● **DIRECTIVE**
According to the page text below, what does FDB use as its storage engine?

● **PAGE TEXT**

Note that Gorilla compression operates at the bit (not byte) level so some care had to be taken to manage the last byte of the compressed stream (which could be partial).

This implementation provided compression levels as good as any modern time series database, but still suffered from terrible write throughput. I couldn't get more than ~5000 writes per second on my laptop using this implementation which makes a lot of sense considering that even though sometimes I was only adding a bit or two to a compressed stream, FDB still had to read/write an entire page of data to add those two additional bits of information since it uses a modified version of SQLite as its storage engine.

The conclusion I came to was that in order to achieve high write throughput I'd have to implement a semi-stateful system in front of FDB. I'd been trying to avoid doing this since it's much more complicated than implementing a simple stateless layer, but in the words of Spiderman: "With great scale comes great complexity".

What do I mean by "semi-stateful"? Let’s start by looking at the architecture of a truly stateful system, such as M3DB.

M3DB's storage system behaves similar to a Log Structured Merge Tree, except instead of compacting based on levels, compaction is based on time.

[A block of data]
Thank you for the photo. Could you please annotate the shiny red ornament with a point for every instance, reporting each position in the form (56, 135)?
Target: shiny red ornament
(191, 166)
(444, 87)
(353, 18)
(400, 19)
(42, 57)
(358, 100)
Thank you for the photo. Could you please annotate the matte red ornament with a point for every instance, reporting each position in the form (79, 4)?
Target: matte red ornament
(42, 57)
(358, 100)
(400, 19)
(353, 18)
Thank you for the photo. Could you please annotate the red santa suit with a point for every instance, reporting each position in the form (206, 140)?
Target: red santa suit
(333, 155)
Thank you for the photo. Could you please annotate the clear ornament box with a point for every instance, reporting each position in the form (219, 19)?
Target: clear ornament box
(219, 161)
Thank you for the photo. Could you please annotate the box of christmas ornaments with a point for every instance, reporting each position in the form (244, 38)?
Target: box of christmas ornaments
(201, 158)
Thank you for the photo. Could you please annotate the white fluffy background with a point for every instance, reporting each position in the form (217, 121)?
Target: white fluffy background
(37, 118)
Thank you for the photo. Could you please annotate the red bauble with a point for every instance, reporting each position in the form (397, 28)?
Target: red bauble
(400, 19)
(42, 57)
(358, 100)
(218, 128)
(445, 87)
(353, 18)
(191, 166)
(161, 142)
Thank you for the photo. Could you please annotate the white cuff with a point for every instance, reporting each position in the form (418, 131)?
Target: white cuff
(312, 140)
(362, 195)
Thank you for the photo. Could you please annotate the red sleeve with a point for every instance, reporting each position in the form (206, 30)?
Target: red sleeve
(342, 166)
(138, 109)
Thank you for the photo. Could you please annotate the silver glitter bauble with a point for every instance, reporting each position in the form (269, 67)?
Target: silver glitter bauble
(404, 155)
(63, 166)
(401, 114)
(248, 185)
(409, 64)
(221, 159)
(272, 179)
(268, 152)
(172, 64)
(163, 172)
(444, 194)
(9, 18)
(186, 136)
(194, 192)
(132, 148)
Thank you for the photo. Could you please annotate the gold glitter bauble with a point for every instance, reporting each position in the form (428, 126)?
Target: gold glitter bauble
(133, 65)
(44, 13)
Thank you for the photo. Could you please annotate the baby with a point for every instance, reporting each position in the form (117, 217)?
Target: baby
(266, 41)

● **SOLUTION FOR THIS TASK**
A modified version of SQLite.